● **Task statement**: Rewrite every line of the rows below, requests included, but raise each coordinate value in the answer points by 84 and leave the sample coordinates in the requests unchanged. Leave the pictures out of your output.

● **Dataset excerpts**:

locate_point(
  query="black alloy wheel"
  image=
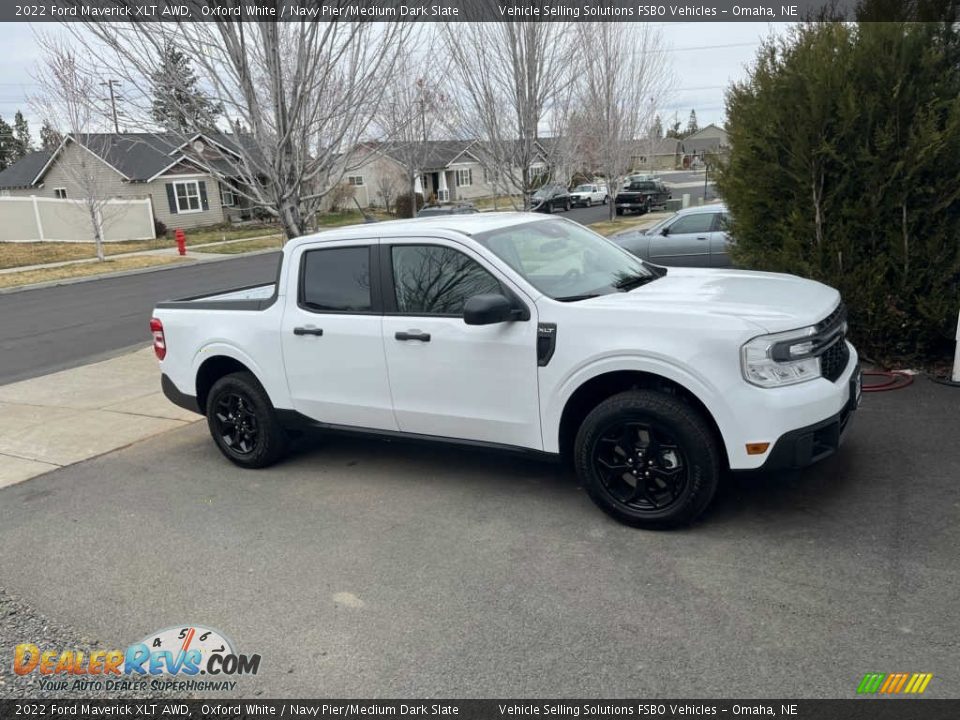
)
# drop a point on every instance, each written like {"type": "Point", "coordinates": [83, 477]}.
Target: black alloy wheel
{"type": "Point", "coordinates": [236, 422]}
{"type": "Point", "coordinates": [243, 423]}
{"type": "Point", "coordinates": [640, 466]}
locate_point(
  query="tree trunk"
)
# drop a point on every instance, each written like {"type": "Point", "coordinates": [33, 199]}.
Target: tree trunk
{"type": "Point", "coordinates": [290, 218]}
{"type": "Point", "coordinates": [96, 220]}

● **Solution to the problem**:
locate_point(
  query="black alloy wheel"
  image=
)
# drop a point on every instance, each written like {"type": "Point", "coordinates": [83, 477]}.
Target: black alloy wheel
{"type": "Point", "coordinates": [320, 506]}
{"type": "Point", "coordinates": [327, 507]}
{"type": "Point", "coordinates": [724, 550]}
locate_point(
  query="tree trunk"
)
# drop a point on every instance, each written like {"type": "Point", "coordinates": [33, 199]}.
Target: tree trunk
{"type": "Point", "coordinates": [374, 302]}
{"type": "Point", "coordinates": [180, 304]}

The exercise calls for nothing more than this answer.